» **SOURCE DOCUMENT**
Start of Block

The U.S. is still struggling to recover from the Great Recession that began in 2009. And its my gender and age group, women born between 1946 and 1964, that have suffered the most. Women were entering the work force in record numbers as the new millennium started but our participation rate has fallen sharply since late 2009. It is now at 57% compared to 70% for men. Both women and men of the Baby Boomer generation who do not yet have access to Medicare and Social Security, have lost more of their earning power than any other age group.
I am hidden somewhere inside those statistics, though if one could paint shades of grey among the picture of the unemployed, I know I am luckier than most. After I was laid-off, I received a four-month severance for my nearly 19 years of work with the same organization. Earlier that same year, I had finally paid off all debts on my home. My son was honored with a substantial merit scholarship for college and I had managed to build up a cushion of savings above and beyond what I hope to use for my retirement. Though I’m a single mother and wage-earner, I’ve kept my family afloat by finding short-term work and contract jobs while I search for regular employment.
I’m also a writer, so I’ve made use of this time by writing as much as I can. I’ve made good headway on a novel and last month I completed a ‘hybrid memoir’ that tells the story of the last few years through personal reflections, poetry and fiction. Like the careful construction of a crazy quilt, this collection works to create a whole from what is real and what is imagined, what passes and what remains. Needless to say, I want to see these hard economic times pass. For anyone on survival mode, what remains is the affection and support of our loved ones, our friends and our communities.

End of Block

» **YOUR OBJECTIVE**
Continue the personal essay about being laid off during the Great Recession, picking up after its final sentence.

Saved entries:
Start of Block

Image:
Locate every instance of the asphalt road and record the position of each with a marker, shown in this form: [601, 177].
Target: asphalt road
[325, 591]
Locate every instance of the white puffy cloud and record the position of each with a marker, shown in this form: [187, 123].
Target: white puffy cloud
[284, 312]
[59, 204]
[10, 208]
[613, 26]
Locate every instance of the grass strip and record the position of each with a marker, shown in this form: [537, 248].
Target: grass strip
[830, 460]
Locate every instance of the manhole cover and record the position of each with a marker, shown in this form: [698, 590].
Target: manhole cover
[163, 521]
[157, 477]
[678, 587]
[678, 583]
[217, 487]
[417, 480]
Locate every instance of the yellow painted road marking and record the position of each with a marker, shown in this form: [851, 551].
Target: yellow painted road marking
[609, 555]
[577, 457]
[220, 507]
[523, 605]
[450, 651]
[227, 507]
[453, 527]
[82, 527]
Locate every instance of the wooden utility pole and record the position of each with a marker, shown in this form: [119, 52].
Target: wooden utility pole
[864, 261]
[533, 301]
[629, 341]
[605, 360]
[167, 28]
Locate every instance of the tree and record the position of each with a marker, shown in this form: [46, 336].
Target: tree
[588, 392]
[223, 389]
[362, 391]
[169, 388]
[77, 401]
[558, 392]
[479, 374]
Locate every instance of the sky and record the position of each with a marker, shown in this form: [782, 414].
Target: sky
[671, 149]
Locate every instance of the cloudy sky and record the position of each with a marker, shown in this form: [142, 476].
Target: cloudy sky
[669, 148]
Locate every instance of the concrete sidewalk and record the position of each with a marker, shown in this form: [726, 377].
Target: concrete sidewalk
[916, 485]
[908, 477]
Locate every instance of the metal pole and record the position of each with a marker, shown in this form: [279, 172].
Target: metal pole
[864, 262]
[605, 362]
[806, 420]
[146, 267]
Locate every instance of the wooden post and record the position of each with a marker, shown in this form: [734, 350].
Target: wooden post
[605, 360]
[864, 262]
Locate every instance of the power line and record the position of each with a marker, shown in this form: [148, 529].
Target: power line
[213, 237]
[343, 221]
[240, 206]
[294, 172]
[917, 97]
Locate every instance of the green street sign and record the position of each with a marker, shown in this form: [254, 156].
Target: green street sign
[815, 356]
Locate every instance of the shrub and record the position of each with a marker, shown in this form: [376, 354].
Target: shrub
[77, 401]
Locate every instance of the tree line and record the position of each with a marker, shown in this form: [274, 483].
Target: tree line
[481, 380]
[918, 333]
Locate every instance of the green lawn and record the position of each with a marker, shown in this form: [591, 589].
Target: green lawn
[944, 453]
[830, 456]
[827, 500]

End of Block

» **ANSWER FOR THIS EXERCISE**
I’d like to stay optimistic, but things are not looking good. Baby Boomers have a reputation for trying new things, pushing the boundaries, giving our all for something we believe in– if we have the chance. But according to a Gallup study, older workers who were unable to find work for a year or longer showed measurable declines in their health, self-esteem and overall emotional well-being. And why wouldn’t they feel this way? After 17 months of unemployment, those between the ages of 50 and 61 have only a 9% chance of finding a job within the next three months. This figure falls to 6% if the person is over 62. When, and if, older workers are able to find work, studies show that it will take them longer to recover emotionally from the experience of joblessness than if they had lost a spouse. No wonder the highest rates of suicide currently fall among the Baby Boomer generation.
Like most older workers, I was cut from my job just as I was entering my prime earning potential. Those of us who do manage to find regular employment will almost inevitably suffer greater wage losses than our younger co-workers just starting the climb up the income ladder. Over the last several years young people were more likely to get stuck with layoffs, but they recuperated faster by finding a new job sooner than older workers, and with less of a hit to their paycheck. In an uncertain economy, young workers give employers what they want: cheap labor and lower healthcare costs.
This does not mean that the rest of American workers are sitting pretty. According to the Social Security Administration, half of all wage earners who filed a W-4 with an employer and paid FICA taxes earned $27,000 per year or less from their job. We are a nation of working poor. How could we possibly survive another recession?
Colder, darker months are approaching. Perhaps you’ll find me with the heat turned low and the tips of my gloves snipped off so that I can keep typing. I also hope you’ll find me on the job.